__BRIEF__
Your task is to extract the lines from the one holding "Provide the pixel coordinates of one point on the fuel" through the end of the material. Set them down exactly and add nothing.

Raw records:

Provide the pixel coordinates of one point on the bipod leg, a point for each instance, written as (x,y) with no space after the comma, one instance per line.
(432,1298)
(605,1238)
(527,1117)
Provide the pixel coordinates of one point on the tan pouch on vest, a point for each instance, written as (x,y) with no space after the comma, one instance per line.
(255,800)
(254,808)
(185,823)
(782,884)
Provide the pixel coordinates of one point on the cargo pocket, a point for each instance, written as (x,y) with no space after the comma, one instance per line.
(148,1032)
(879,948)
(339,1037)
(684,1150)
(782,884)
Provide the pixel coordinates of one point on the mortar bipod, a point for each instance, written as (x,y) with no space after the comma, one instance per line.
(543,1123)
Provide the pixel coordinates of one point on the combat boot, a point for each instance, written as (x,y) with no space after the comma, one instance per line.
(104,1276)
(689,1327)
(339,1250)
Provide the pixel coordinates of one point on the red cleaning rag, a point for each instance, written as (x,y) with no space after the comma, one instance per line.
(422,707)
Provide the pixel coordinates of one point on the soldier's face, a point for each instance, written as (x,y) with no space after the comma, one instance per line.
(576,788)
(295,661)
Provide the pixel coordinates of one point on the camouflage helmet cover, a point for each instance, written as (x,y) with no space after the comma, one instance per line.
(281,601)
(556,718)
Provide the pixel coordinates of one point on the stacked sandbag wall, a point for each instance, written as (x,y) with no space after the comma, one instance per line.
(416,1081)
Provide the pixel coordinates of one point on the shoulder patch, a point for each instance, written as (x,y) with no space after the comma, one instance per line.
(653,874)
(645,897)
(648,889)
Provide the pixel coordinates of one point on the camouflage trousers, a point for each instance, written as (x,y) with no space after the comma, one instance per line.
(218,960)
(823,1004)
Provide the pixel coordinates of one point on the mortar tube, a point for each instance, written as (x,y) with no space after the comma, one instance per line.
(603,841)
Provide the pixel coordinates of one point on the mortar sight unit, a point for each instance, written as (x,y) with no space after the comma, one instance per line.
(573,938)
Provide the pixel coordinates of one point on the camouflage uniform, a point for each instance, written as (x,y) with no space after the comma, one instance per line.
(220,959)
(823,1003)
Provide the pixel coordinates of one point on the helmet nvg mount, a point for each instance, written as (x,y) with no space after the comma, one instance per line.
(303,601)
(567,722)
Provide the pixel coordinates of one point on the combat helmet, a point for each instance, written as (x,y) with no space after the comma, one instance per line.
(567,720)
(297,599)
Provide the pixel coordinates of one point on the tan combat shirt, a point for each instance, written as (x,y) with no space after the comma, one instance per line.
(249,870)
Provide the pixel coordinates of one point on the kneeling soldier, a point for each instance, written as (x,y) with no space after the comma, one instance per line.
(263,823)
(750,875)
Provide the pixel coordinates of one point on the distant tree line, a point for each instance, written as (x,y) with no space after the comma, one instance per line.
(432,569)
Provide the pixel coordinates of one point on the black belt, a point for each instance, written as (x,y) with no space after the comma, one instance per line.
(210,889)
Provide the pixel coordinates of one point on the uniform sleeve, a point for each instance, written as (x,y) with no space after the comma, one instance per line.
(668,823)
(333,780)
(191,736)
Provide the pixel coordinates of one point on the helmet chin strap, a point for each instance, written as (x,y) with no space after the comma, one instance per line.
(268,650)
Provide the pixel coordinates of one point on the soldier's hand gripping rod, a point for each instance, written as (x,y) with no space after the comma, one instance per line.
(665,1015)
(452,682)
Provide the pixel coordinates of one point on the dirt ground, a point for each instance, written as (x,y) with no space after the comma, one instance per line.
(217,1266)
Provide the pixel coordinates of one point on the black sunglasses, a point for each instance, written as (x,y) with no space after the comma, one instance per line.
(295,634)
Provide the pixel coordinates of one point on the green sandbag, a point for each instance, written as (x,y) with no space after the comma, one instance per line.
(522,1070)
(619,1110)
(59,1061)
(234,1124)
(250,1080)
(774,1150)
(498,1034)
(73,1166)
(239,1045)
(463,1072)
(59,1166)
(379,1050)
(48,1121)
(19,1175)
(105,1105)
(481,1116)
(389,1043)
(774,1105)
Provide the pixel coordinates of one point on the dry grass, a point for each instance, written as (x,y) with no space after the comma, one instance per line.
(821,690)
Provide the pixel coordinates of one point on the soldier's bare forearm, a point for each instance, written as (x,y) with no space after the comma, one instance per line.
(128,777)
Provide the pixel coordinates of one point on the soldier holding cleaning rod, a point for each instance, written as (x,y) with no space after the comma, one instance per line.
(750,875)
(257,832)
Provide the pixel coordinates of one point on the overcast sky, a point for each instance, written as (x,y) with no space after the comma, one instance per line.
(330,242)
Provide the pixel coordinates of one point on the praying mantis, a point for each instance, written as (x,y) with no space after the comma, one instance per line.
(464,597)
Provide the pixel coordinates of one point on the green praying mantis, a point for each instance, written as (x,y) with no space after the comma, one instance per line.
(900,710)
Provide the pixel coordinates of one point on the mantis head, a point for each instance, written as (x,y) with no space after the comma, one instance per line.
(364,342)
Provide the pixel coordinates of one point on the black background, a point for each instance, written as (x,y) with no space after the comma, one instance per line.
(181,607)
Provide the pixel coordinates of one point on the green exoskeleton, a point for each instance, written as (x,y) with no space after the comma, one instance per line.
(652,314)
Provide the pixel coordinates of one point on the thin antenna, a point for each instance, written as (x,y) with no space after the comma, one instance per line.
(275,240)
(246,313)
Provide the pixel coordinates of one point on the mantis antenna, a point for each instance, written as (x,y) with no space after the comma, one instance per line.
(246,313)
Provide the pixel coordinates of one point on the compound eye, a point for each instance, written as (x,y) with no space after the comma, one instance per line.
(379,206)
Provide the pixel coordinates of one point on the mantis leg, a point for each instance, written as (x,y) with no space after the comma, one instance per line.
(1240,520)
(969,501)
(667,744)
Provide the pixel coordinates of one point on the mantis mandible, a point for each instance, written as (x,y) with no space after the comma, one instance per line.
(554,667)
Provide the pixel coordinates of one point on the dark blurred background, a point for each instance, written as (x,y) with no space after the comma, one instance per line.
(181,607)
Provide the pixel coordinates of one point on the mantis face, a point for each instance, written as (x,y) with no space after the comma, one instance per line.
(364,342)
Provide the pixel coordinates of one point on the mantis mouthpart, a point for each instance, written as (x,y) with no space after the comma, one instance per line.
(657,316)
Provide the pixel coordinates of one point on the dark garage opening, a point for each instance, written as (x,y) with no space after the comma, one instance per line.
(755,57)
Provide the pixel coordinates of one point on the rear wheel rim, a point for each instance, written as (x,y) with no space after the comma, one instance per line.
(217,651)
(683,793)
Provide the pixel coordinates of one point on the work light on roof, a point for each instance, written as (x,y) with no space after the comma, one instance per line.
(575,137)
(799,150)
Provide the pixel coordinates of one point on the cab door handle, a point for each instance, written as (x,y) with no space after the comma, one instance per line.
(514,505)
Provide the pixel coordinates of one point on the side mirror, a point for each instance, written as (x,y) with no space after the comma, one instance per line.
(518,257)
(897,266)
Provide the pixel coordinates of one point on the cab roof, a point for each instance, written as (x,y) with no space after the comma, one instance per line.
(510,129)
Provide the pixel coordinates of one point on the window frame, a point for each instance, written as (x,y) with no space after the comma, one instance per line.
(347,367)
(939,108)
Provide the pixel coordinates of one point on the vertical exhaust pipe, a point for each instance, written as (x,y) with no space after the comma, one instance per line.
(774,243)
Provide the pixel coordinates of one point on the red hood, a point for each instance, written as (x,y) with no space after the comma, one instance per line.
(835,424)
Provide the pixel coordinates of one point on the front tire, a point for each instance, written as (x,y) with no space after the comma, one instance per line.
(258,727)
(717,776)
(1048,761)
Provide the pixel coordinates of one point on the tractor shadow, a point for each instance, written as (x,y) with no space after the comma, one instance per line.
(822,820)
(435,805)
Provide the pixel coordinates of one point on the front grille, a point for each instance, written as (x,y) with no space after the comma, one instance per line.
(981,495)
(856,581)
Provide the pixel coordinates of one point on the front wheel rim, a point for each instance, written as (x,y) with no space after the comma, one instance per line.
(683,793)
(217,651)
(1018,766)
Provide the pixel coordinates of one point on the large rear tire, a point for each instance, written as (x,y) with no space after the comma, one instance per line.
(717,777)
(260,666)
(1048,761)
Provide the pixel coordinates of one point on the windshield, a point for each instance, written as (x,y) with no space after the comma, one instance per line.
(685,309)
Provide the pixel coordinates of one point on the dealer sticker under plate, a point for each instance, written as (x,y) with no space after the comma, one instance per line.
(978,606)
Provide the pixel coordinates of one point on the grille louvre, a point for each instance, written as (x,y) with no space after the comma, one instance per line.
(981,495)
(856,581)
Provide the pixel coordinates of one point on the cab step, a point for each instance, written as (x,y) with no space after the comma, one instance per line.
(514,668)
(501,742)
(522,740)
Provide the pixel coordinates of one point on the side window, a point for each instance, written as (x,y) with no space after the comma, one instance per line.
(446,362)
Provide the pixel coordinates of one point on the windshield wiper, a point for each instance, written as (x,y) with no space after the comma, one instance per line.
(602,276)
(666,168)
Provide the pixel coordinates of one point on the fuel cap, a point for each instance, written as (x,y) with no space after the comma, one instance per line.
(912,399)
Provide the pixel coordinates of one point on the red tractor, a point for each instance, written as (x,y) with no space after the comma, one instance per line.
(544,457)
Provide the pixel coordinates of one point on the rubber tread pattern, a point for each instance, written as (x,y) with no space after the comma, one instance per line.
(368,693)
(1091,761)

__CORRECT OUTPUT__
Provide the pixel coordinates of one point on the fuel cap, a point for each instance, written as (x,y) with no space after the comma, one instance per line.
(912,399)
Provide the pixel coordinates of one point on the red tractor, a point for each instance, written as (x,y) with no space after the comma, one instance per line.
(544,457)
Provide the pixel coordinates of one point on the rubber tread pattern, a point for each instance, written as (x,y) with no space after the comma, one instance per line.
(368,693)
(1091,761)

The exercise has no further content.